Dataset =>
-*-*-

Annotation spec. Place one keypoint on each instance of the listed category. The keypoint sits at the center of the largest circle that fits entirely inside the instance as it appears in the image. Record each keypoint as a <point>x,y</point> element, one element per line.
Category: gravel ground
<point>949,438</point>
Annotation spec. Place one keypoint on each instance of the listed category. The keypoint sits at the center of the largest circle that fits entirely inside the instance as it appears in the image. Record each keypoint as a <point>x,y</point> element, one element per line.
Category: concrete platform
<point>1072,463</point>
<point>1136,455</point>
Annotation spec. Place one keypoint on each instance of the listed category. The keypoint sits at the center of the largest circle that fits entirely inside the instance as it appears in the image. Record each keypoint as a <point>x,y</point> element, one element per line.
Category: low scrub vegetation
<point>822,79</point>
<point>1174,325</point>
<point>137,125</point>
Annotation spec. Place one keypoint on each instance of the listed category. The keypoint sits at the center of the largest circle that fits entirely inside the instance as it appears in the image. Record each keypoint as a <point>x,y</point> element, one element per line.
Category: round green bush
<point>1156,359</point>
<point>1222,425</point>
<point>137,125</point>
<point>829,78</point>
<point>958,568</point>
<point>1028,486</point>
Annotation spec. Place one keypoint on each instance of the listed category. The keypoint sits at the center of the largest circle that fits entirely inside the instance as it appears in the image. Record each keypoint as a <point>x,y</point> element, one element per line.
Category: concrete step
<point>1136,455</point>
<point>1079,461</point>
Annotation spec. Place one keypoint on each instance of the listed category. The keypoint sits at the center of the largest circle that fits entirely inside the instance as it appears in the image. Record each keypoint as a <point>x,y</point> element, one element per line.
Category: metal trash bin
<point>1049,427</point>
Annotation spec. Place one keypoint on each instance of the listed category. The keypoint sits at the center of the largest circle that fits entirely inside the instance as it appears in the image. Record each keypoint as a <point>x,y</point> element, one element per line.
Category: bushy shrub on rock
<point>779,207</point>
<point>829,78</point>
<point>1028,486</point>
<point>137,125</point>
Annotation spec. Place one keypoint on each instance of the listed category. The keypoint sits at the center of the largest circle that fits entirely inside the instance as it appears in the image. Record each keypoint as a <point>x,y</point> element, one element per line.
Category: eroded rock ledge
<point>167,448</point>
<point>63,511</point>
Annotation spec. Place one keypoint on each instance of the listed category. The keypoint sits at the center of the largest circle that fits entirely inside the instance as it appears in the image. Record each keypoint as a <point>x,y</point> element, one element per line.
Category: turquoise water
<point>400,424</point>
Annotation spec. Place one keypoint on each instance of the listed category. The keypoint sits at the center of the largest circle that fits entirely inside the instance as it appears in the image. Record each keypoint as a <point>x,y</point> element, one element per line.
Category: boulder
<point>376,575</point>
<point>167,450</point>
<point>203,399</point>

-*-*-

Exercise brief => Update the lines running from the start of the items up to and including the line with "<point>949,438</point>", changing "gravel ground" to "gravel path" and leaving everything else unchanged.

Completed task =>
Annotation spec. Place one keypoint on each instance of the listed category. The keypoint sits at the center of the largest circle that fits entirely inside the instance as it appears in the image. Record each keypoint as a <point>x,y</point> element, one element per line.
Category: gravel path
<point>949,438</point>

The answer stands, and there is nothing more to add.